# Interesting strange noise..kind of stumped.



## JJOcean (Oct 24, 2021)

Our 2018 LT runs great with new brakes all around from the dealer. However it has a strange noise that seems to come from the back of the car. A bit of a very light clink like something metal lightly hitting metal. No sound over speed bumps so I kind of ruled out suspension issues. My guess was possibly a caliper problem or loose pad in the caliper. I hear it mostly as you start from a stop or stop then back up. And the sound is not constant sort of hit and miss. At first I thought something was loose in the trunk or the tire iron was loose and slightly hitting the jack under the tire. Just enough of a sound that drives me crazy. Any thoughts at all would help and thanks!


----------



## Blasirl (Mar 31, 2015)

JJOcean said:


> Our 2018 LT runs great with new brakes all around from the dealer. However it has a strange noise that seems to come from the back of the car. A bit of a very light clink like something metal lightly hitting metal. No sound over speed bumps so I kind of ruled out suspension issues. My guess was possibly a caliper problem or loose pad in the caliper. I hear it mostly as you start from a stop or stop then back up. And the sound is not constant sort of hit and miss. At first I thought something was loose in the trunk or the tire iron was loose and slightly hitting the jack under the tire. Just enough of a sound that drives me crazy. Any thoughts at all would help and thanks!


Jack the rear up and use a bar or something to try and lift the wheel up and down to recreate it. Else partially take the rear brakes apart to see if you find it. Also check the heat shields under the vehicle to see if you can rattle any of those as well.

§ **Material**:
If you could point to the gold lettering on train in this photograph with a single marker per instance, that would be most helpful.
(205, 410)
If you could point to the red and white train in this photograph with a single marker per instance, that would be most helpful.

§ **What this task involves**:
Say whether each statement below agrees with the thread about the rear noise, answering yes or no and quoting the words from the thread that decide it.
1. The noise can be heard when driving over speed bumps.
2. The noise is heard mostly when starting from a stop or when stopping and then backing up.
3. The reply suggests checking the heat shields under the vehicle.
The material isn't needed here.

§ **Task response**:
1. No: "No sound over speed bumps"
2. Yes: "I hear it mostly as you start from a stop or stop then back up."
3. Yes: "Also check the heat shields under the vehicle to see if you can rattle any of those as well."